_Instructions to follow_
Reproduce every line of the data below without changing anything.

_The records_
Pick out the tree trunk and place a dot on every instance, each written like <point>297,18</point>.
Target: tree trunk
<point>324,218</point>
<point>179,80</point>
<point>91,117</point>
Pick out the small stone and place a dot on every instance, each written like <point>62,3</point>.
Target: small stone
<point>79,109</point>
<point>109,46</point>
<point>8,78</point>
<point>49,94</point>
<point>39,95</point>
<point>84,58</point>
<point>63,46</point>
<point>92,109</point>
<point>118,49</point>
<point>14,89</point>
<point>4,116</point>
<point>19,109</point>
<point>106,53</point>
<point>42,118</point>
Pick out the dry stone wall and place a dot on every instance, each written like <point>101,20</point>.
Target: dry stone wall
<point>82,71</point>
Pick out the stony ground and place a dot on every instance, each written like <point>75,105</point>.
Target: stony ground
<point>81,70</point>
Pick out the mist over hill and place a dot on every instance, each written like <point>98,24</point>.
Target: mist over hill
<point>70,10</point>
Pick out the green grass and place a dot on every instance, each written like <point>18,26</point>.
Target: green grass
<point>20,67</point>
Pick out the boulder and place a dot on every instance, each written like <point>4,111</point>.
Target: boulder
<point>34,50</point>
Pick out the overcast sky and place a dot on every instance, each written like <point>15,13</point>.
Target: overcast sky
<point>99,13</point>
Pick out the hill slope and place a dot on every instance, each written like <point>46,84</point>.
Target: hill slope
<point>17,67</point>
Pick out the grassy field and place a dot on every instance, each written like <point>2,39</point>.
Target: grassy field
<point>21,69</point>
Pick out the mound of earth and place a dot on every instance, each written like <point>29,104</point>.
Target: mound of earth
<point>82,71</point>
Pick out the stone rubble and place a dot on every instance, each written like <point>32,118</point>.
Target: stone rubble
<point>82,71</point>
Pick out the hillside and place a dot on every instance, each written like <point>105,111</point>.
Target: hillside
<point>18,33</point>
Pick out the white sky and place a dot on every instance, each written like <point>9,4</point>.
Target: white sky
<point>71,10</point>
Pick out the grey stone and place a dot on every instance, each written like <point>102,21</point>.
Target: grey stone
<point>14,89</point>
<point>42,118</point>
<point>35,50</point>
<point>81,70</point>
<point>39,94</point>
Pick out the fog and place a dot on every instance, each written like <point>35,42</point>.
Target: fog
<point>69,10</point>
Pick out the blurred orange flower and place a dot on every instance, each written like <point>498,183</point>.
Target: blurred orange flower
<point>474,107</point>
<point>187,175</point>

_Solution to this problem_
Pick out the tree trunk and place a dot on every instance, each written like <point>297,18</point>.
Target: tree trunk
<point>324,218</point>
<point>179,80</point>
<point>91,117</point>
Pick out the small stone and place a dot on every instance, each written like <point>62,3</point>.
Target: small stone
<point>79,109</point>
<point>109,46</point>
<point>8,78</point>
<point>49,94</point>
<point>39,95</point>
<point>84,58</point>
<point>63,46</point>
<point>92,109</point>
<point>118,49</point>
<point>14,89</point>
<point>4,116</point>
<point>19,109</point>
<point>106,53</point>
<point>42,118</point>
Pick out the dry stone wall and place a dot on every instance, each written like <point>101,20</point>.
Target: dry stone wall
<point>82,71</point>
Pick out the stony ground and place a dot on every instance, each written like <point>75,105</point>.
Target: stony ground
<point>81,70</point>
Pick out the mist over hill and place a dot on every instance, each written like <point>98,24</point>.
Target: mist over hill
<point>70,10</point>
Pick out the green grass and place a dot on every instance, each written like <point>18,26</point>.
Target: green grass
<point>20,67</point>
Pick out the boulder and place a dot on every instance, each written like <point>4,111</point>.
Target: boulder
<point>34,50</point>
Pick out the overcast sky and place a dot on every instance, each written like <point>15,13</point>.
Target: overcast sky
<point>99,13</point>
Pick out the hill slope and place a dot on every instance, each written like <point>46,84</point>.
Target: hill slope
<point>17,67</point>
Pick out the grassy field and place a dot on every instance, each written like <point>2,39</point>.
Target: grassy field
<point>21,69</point>
Pick out the mound of earth and place a dot on every instance, each written like <point>29,104</point>.
Target: mound of earth
<point>82,71</point>
Pick out the stone rubble and place a dot on every instance, each written like <point>32,118</point>.
Target: stone rubble
<point>82,71</point>
Pick out the hillside and place a dot on every instance, each written like <point>105,111</point>.
Target: hillside
<point>18,33</point>
Pick out the white sky and place a dot on every instance, each written like <point>9,4</point>.
Target: white sky
<point>71,10</point>
Pick out the grey stone and place a dot on every instance, each written like <point>102,21</point>.
Target: grey stone
<point>14,89</point>
<point>42,118</point>
<point>35,50</point>
<point>81,70</point>
<point>39,94</point>
Pick out the fog and place a dot on every instance, each written like <point>35,42</point>.
Target: fog
<point>69,10</point>
Pick out the blurred orange flower and place a dot on every instance, each written like <point>498,183</point>.
Target: blurred orange flower
<point>474,107</point>
<point>187,175</point>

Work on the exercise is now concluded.